[REQUESTS]
1) In the forum post about a small room, what are the room's dimensions?
2) Rewrite the records from the line holding "TARGET = rectangular paving block" through the end of the records, inclusive, swapping "instance" for "occurrence" and leaving everything else unchanged.

[EXCERPT]
════════════════

Prelim questions...small room

Monkey Allen

Fork and spoon operator
Hi

My room is:

210cmx220cmxstandard height roof.

It has regular white house walls and a tiled floor.

It's an echo chamber. It sucks.

Is it worth doing anything at all to such a room to treat it for monitoring/ mixing? I will be there for a year and a half in all likeliness and I want to be able to do some mixing.

Due to the size, I can only afford inches between the back of the monitors and the wall. The sound is bassier than Barry White and there's no high articulation. It's the perfect dead zone, mid zone.

What can I do with such a bad room?

I'm gonna start with a bit of a rug on the floor...


thanks
 
No, my friend. I would recommend against using that room for anything but voice-over work. Even then you will need to trap the crap out of it. ;) - and make it 'dead'.

It's just too small.

════════════════

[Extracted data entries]

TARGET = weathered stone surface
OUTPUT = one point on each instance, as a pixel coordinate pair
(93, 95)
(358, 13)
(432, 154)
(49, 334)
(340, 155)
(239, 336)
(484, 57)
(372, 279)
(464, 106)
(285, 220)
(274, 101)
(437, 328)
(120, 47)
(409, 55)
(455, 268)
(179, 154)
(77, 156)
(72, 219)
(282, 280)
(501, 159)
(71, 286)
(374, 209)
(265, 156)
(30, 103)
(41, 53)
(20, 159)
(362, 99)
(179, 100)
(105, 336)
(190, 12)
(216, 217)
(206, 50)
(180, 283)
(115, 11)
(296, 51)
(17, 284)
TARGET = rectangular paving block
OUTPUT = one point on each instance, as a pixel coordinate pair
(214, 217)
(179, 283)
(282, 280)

════════════════

[SOLUTIONS IN ORDER]
1) The room is 210cm x 220cm with a standard height roof.

2)
TARGET = rectangular paving block
OUTPUT = one point on each occurrence, as a pixel coordinate pair
(214, 217)
(179, 283)
(282, 280)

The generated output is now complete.